▸ RECORDS PROVIDED:

[Start of Attachment]

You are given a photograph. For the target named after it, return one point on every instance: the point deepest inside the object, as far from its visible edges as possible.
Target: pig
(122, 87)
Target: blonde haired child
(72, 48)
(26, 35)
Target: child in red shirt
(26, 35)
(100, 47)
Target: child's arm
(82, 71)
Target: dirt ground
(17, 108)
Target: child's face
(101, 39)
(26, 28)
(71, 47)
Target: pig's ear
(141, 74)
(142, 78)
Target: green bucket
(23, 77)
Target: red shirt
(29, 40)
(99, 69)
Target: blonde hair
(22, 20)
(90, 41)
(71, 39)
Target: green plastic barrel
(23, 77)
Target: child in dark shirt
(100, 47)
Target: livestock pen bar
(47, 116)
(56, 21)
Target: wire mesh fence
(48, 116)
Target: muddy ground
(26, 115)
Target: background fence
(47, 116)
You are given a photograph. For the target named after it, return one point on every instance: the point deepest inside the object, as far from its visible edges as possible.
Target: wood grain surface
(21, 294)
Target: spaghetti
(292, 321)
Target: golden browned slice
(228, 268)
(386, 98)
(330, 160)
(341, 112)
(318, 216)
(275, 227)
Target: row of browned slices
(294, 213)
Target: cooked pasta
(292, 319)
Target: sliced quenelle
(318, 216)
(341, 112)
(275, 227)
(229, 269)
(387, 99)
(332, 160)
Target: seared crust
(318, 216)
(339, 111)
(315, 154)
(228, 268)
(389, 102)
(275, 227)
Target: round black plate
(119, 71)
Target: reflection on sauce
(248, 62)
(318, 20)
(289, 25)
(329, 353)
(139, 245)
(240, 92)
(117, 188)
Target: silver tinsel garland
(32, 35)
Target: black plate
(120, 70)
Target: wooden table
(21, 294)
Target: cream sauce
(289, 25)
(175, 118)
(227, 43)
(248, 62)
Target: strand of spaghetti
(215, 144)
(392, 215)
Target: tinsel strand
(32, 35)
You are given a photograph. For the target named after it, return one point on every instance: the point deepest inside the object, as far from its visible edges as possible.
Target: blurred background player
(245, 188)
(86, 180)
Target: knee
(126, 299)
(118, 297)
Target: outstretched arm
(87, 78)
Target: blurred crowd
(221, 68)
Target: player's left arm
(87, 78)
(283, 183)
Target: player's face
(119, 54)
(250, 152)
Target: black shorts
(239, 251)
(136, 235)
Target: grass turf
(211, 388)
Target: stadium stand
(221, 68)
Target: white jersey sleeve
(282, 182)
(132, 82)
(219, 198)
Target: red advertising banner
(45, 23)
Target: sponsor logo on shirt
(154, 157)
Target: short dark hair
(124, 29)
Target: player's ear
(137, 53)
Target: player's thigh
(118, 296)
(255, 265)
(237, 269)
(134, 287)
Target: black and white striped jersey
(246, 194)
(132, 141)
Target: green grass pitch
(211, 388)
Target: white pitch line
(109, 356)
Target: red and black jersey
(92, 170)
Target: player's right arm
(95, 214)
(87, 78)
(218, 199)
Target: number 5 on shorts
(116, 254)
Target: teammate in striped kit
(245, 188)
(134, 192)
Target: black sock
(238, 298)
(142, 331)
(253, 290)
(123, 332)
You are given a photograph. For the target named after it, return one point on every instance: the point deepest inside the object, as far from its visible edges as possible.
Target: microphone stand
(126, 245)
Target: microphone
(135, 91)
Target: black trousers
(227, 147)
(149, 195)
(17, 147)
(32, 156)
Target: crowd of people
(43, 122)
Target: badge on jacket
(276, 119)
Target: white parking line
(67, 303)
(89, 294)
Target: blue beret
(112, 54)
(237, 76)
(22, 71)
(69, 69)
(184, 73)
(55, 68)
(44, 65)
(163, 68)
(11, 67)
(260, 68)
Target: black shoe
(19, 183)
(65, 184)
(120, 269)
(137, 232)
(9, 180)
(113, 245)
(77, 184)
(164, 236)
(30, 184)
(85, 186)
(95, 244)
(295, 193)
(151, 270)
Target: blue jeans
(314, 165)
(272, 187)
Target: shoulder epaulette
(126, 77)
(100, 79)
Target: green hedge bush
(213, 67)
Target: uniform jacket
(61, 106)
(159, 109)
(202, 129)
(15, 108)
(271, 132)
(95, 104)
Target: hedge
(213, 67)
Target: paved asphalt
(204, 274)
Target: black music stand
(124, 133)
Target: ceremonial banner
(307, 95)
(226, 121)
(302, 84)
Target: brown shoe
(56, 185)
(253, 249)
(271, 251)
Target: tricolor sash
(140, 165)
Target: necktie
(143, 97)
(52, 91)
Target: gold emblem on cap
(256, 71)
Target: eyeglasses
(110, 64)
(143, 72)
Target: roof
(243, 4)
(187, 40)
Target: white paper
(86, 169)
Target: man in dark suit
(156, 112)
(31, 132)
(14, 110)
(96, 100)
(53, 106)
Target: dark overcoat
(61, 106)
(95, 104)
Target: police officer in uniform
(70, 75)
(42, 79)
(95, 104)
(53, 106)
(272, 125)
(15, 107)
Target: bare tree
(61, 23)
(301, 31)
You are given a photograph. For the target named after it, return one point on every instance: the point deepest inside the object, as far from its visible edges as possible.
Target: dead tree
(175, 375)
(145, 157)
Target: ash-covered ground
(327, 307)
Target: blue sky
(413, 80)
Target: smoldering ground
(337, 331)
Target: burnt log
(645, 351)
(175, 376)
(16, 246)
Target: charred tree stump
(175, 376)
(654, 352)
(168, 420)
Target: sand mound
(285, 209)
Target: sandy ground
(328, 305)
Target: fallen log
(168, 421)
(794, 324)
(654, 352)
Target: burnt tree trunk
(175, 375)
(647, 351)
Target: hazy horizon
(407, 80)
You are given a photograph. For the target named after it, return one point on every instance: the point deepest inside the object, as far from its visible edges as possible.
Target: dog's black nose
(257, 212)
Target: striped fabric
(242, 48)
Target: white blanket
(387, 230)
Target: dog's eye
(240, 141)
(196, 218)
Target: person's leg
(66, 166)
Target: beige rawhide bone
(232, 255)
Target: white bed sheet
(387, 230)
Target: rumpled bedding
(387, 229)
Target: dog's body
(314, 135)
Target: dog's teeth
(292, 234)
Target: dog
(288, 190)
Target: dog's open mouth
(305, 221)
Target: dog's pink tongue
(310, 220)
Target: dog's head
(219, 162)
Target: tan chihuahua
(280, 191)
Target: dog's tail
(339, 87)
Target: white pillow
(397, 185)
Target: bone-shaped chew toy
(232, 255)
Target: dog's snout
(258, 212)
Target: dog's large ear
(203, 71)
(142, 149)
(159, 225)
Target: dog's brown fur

[End of Attachment]

▸ WHAT YOU ARE ASKED TO DO: From the first line to the last, output the records word for word.

▸ RESULT:
You are given a photograph. For the target named after it, return one point on every instance: the point deepest inside the object, as far from its visible edges as possible.
Target: pig
(122, 87)
Target: blonde haired child
(72, 48)
(26, 35)
Target: child in red shirt
(26, 35)
(100, 47)
Target: child's arm
(82, 71)
Target: dirt ground
(17, 108)
Target: child's face
(101, 39)
(26, 28)
(71, 47)
Target: pig's ear
(141, 74)
(142, 78)
Target: green bucket
(23, 77)
Target: red shirt
(29, 40)
(99, 69)
Target: blonde hair
(22, 20)
(90, 41)
(71, 39)
Target: green plastic barrel
(23, 77)
Target: child in dark shirt
(100, 47)
Target: livestock pen bar
(47, 116)
(56, 21)
Target: wire mesh fence
(48, 116)
Target: muddy ground
(26, 115)
Target: background fence
(47, 116)
You are given a photograph. For the target named after it, return one point on every instance: the point deepest inside the object, as far from its visible edges as possible.
Target: wood grain surface
(21, 294)
Target: spaghetti
(292, 321)
Target: golden browned slice
(228, 268)
(386, 98)
(330, 160)
(341, 112)
(318, 216)
(275, 227)
Target: row of browned slices
(294, 213)
Target: cooked pasta
(292, 319)
Target: sliced quenelle
(318, 216)
(341, 112)
(275, 227)
(229, 269)
(387, 99)
(332, 160)
Target: seared crust
(318, 216)
(339, 111)
(315, 154)
(228, 268)
(389, 102)
(275, 227)
Target: round black plate
(119, 71)
Target: reflection on sauce
(248, 62)
(318, 20)
(289, 25)
(329, 353)
(139, 245)
(240, 92)
(117, 188)
Target: silver tinsel garland
(32, 35)
Target: black plate
(120, 70)
Target: wooden table
(21, 294)
Target: cream sauce
(289, 25)
(175, 118)
(227, 43)
(248, 62)
Target: strand of spaghetti
(215, 144)
(392, 215)
Target: tinsel strand
(32, 35)
You are given a photograph. For the target named after it, return one point on every instance: the point deepest inside the object, as far from its visible edges as possible.
Target: blurred background player
(245, 188)
(86, 180)
Target: knee
(126, 299)
(118, 297)
Target: outstretched arm
(87, 78)
Target: blurred crowd
(221, 68)
Target: player's left arm
(87, 78)
(283, 183)
Target: player's face
(119, 54)
(250, 152)
Target: black shorts
(239, 251)
(136, 235)
Target: grass turf
(211, 388)
Target: stadium stand
(221, 68)
Target: white jersey sleeve
(282, 182)
(132, 82)
(219, 198)
Target: red advertising banner
(45, 23)
Target: sponsor logo on shirt
(154, 157)
Target: short dark hair
(124, 29)
Target: player's ear
(137, 53)
Target: player's thigh
(118, 296)
(255, 265)
(237, 269)
(134, 287)
Target: black and white striped jersey
(246, 194)
(132, 141)
Target: green grass pitch
(211, 388)
Target: white pitch line
(109, 356)
Target: red and black jersey
(92, 170)
Target: player's right arm
(95, 214)
(87, 78)
(218, 199)
Target: number 5 on shorts
(116, 254)
Target: teammate in striped kit
(245, 188)
(134, 192)
Target: black sock
(238, 298)
(142, 331)
(253, 290)
(123, 332)
You are given a photograph. For the target named after it, return one point on every instance: the point deepest inside the object, as far from its visible edges as possible.
Target: microphone stand
(126, 245)
Target: microphone
(135, 91)
Target: black trousers
(227, 147)
(149, 195)
(17, 147)
(32, 156)
Target: crowd of people
(43, 122)
Target: badge on jacket
(276, 119)
Target: white parking line
(67, 303)
(89, 294)
Target: blue beret
(112, 54)
(237, 76)
(22, 71)
(69, 69)
(184, 73)
(55, 68)
(44, 65)
(163, 68)
(11, 67)
(260, 68)
Target: black shoe
(19, 183)
(65, 184)
(120, 269)
(137, 232)
(9, 180)
(113, 245)
(77, 184)
(164, 236)
(30, 184)
(85, 186)
(95, 244)
(295, 193)
(151, 270)
Target: blue jeans
(314, 165)
(272, 187)
Target: shoulder epaulette
(126, 77)
(100, 79)
Target: green hedge bush
(213, 67)
Target: uniform jacket
(61, 106)
(159, 109)
(202, 129)
(15, 108)
(271, 132)
(95, 104)
Target: hedge
(213, 67)
Target: paved asphalt
(204, 274)
Target: black music stand
(124, 133)
Target: ceremonial banner
(307, 95)
(226, 121)
(302, 84)
Target: brown shoe
(56, 185)
(253, 249)
(271, 251)
Target: tricolor sash
(140, 165)
Target: necktie
(143, 97)
(52, 91)
Target: gold emblem on cap
(256, 71)
Target: eyeglasses
(110, 64)
(143, 72)
Target: roof
(243, 4)
(187, 40)
Target: white paper
(86, 169)
Target: man in dark suit
(156, 112)
(31, 132)
(14, 110)
(96, 100)
(53, 106)
Target: dark overcoat
(61, 106)
(95, 104)
Target: police officer in uniform
(70, 75)
(42, 79)
(95, 104)
(53, 106)
(272, 125)
(15, 107)
Target: bare tree
(61, 23)
(301, 31)
You are given a photograph. For the target named after it, return one point on every instance: the point deepest inside the object, as far from its visible edges as possible.
Target: dead tree
(175, 375)
(145, 157)
Target: ash-covered ground
(327, 307)
Target: blue sky
(413, 80)
Target: smoldering ground
(337, 331)
Target: burnt log
(645, 351)
(175, 376)
(16, 246)
Target: charred tree stump
(175, 376)
(654, 352)
(168, 420)
Target: sand mound
(285, 209)
Target: sandy ground
(328, 305)
Target: fallen log
(168, 421)
(794, 324)
(654, 352)
Target: burnt tree trunk
(175, 375)
(647, 351)
Target: hazy horizon
(407, 80)
You are given a photograph. For the target named after it, return one point on every instance: the point deepest inside the object, as far from its visible edges as possible.
Target: dog's black nose
(257, 212)
Target: striped fabric
(242, 48)
Target: white blanket
(387, 230)
Target: dog's eye
(240, 141)
(196, 218)
Target: person's leg
(66, 166)
Target: beige rawhide bone
(232, 255)
Target: white bed sheet
(387, 230)
Target: rumpled bedding
(387, 229)
Target: dog's body
(314, 135)
Target: dog's teeth
(292, 234)
Target: dog
(288, 190)
Target: dog's open mouth
(305, 221)
Target: dog's pink tongue
(310, 220)
Target: dog's head
(219, 162)
Target: tan chihuahua
(280, 191)
Target: dog's tail
(339, 87)
Target: white pillow
(397, 185)
Target: bone-shaped chew toy
(232, 255)
Target: dog's snout
(258, 212)
Target: dog's large ear
(203, 71)
(142, 149)
(159, 225)
Target: dog's brown fur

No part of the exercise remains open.